Debemos acortar esa distancia en 10 años. O lo hacemos, o ellos nos aplastarán.»
Esta es la
clave que nos permite comprender los vertiginosos acontecimientos de los años
1931 – 1941. El Imperialismo buscaba a todo precio que el III Reich cumpliese
la misión para que la que fue creado: la destrucción de la Unión Soviética.
Para evitar su exterminio, ésta tuvo que colectivizar su agricultura e
industrializarse a marchas forzadas, de una forma implacable, pues lo que
estaba en juego era el destino de centenares de millones de ciudadanos soviéticos,
y de toda la Humanidad Trabajadora. No había ningún margen para el error, era
una lucha a muerte contra reloj.
Así podemos
comprender por qué el Imperialismo negoció con las potencias fascistas el
destino de Checoslovaquia (que ni tan siquiera estuvo presente en Munich en
1938) o por qué se abandonó a su suerte a la II República Española, permitiendo
la participación militar masiva de Alemania e Italia a favor de Franco,
mientras se defendía la «no intervención» de las potencias liberales.

• Registros de datos
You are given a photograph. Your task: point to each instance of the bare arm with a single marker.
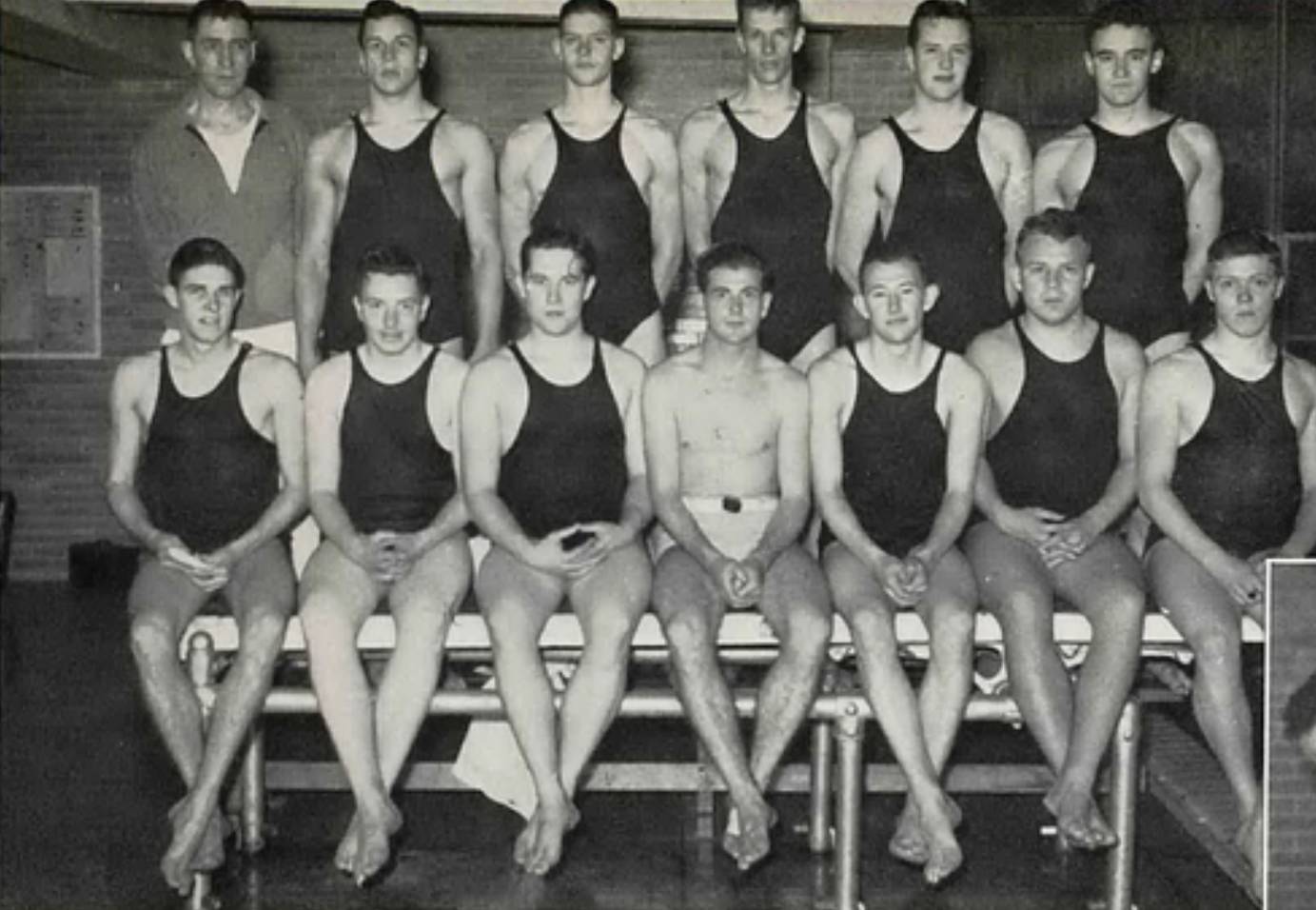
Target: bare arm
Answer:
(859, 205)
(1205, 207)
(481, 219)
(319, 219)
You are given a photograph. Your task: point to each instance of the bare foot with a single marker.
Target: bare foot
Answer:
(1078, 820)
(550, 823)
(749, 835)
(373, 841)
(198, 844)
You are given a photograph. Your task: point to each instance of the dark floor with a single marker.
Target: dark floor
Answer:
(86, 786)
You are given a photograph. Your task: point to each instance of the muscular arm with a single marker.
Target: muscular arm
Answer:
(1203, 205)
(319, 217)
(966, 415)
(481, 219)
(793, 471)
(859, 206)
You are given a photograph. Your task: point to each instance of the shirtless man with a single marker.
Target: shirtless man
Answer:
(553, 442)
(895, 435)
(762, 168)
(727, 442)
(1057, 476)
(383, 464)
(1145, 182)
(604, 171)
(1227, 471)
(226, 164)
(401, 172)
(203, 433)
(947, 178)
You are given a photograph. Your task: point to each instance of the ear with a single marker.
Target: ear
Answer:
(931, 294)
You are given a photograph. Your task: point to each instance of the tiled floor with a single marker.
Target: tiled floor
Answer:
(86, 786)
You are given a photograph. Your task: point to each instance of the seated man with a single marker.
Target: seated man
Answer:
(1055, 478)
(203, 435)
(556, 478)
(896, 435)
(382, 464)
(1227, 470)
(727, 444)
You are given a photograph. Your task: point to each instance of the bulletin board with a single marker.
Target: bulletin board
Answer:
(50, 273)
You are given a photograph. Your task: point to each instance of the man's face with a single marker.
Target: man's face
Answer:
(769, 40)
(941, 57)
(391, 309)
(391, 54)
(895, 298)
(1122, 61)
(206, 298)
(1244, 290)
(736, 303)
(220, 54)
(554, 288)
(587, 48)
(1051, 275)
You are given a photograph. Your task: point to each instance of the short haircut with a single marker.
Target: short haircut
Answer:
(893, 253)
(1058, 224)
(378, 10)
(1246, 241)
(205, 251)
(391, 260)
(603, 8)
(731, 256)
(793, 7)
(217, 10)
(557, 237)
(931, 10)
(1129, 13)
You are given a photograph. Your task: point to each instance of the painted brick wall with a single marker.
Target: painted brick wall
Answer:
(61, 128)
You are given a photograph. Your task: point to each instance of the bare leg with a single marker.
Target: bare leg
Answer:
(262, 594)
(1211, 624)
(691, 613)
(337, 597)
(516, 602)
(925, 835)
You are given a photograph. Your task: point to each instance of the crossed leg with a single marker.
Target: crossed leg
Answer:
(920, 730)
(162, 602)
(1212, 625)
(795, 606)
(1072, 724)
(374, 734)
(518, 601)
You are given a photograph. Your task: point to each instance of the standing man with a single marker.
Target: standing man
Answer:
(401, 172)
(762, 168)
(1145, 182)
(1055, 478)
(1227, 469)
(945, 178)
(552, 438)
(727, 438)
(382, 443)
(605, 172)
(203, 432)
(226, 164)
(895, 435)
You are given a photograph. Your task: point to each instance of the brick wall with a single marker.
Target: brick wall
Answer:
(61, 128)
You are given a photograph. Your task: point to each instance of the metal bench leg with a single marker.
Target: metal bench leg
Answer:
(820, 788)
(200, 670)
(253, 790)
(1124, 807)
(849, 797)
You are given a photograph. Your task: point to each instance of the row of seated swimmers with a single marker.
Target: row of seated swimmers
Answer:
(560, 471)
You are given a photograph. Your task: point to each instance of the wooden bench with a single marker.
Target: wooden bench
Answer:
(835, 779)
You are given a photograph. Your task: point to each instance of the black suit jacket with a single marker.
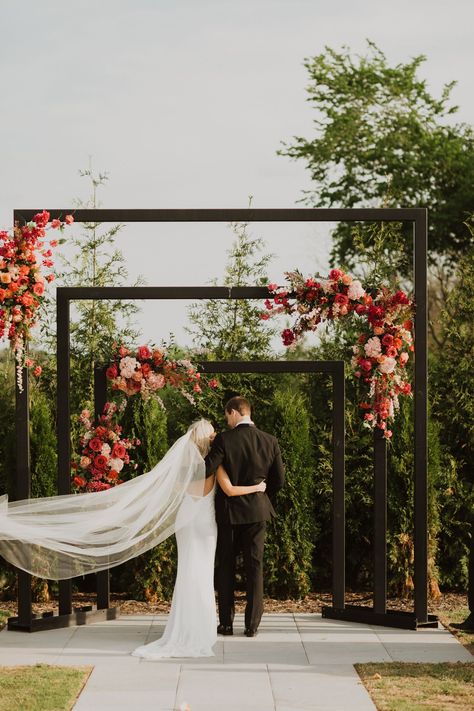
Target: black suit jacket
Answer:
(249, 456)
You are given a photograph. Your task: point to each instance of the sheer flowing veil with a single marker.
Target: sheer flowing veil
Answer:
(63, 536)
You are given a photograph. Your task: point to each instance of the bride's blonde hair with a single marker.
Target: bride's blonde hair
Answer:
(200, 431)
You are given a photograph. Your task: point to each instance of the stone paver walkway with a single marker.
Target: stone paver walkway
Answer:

• Tarea pendiente
Continúa el texto sobre la Unión Soviética y el Imperialismo entre 1931 y 1941 a partir de donde termina.

• Respuesta
Esto también explica el Pacto Ribbentrop-Molotov de agosto de 1939, en un
intento por parte de la Unión Soviética de ganar tiempo para preparar la guerra
y desviar hacia el oeste el primer zarpazo del III Reich. Y también el tan
cacareado y misterioso «milagro de Dunkerke»…
2.- 1942: la
URSS al borde del exterminio.
Esto es lo que
estaba en juego en junio de 1941: la posiblidad de destruir a la Unión
Soviética en una sola campaña de guerra relámpago «blitzkrieg»,
alcanzando la línea Arkangelsk – Astrakan y provocado el colapso de la
Dictadura del Proletariado. Pero la Unión Soviética, bajo la dirección del
Partido Comunista Bolchevique y de su secretario general, Stalin, no sólo
resistió la embestida de la mayor máquina militar de guerra de todos los
tiempos, sino que fue capaz de contraatacar en el frente de Moscú, en diciembre
de 1941, y hacer retroceder a las hordas nazifascistas. El III Reich había
fracasado en su ofensiva, y quizás había perdido la guerra.
Esta hazaña
heroica fue realizada a un costo humano terrible, varios millones de muertos
civiles y militares, y trajo como consecuencia la decisión nazi de exterminar a
todos los judíos de Europa, no sólo a los judíos soviéticos, cuyo genocidio ya
había comenzado en junio de 1941.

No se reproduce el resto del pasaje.